Stored data:

►

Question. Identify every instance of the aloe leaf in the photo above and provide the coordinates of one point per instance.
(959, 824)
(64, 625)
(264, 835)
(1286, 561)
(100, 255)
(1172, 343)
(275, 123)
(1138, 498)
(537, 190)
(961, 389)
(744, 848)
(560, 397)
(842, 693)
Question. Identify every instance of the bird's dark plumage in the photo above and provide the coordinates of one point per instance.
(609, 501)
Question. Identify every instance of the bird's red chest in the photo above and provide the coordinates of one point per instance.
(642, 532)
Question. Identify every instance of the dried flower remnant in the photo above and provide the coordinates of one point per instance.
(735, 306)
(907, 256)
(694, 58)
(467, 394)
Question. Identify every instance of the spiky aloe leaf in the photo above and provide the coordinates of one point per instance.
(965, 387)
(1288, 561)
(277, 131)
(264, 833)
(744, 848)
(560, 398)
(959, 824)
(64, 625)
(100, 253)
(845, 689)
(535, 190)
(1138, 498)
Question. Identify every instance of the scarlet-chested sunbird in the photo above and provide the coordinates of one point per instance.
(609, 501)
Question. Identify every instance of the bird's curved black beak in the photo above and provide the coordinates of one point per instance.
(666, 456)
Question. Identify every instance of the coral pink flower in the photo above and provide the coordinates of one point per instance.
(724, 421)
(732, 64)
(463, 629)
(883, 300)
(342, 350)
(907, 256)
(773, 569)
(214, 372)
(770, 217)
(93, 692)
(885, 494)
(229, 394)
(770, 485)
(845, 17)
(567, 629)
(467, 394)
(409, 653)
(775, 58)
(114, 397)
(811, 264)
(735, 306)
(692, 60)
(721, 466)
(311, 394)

◄

▶ The problem
Exactly reproduce every record.

▶ Answer box
Question. Identify every instance of the aloe leaf in the photo above and provide the coordinates of one point per instance.
(959, 824)
(64, 625)
(264, 835)
(1286, 561)
(100, 255)
(1172, 343)
(275, 123)
(1138, 498)
(537, 190)
(961, 389)
(744, 848)
(560, 397)
(842, 693)
Question. Identify every instance of the bird's dark plumage in the photo above and provide the coordinates of one point per instance.
(609, 501)
Question. Identify every instance of the bird's red chest in the photo above and provide the coordinates of one point per instance.
(642, 532)
Question. Identify every instance of the dried flower remnant in the photo above and provide the coordinates of one point per instance.
(735, 306)
(907, 256)
(694, 58)
(467, 394)
Question. Identify every instance of the spiky aloe leaf in the photo above and provide the coordinates of one point per instance.
(965, 387)
(1288, 561)
(277, 131)
(264, 833)
(744, 848)
(560, 398)
(959, 824)
(64, 625)
(100, 253)
(845, 689)
(535, 190)
(1138, 498)
Question. Identify every instance of the scarlet-chested sunbird in the photo above and provide the coordinates of one point per instance.
(609, 501)
Question. Identify every instance of the bird's curved black beak in the photo above and provide the coordinates of one point per instance.
(666, 456)
Question. Identify every instance of the coral pink flower in the photo above and provide the coordinates of one point per instance.
(724, 421)
(732, 64)
(463, 629)
(883, 300)
(342, 350)
(907, 256)
(773, 569)
(214, 372)
(770, 217)
(93, 692)
(885, 494)
(229, 394)
(770, 485)
(845, 17)
(567, 629)
(467, 394)
(409, 653)
(775, 58)
(114, 397)
(811, 264)
(735, 306)
(692, 60)
(721, 466)
(311, 394)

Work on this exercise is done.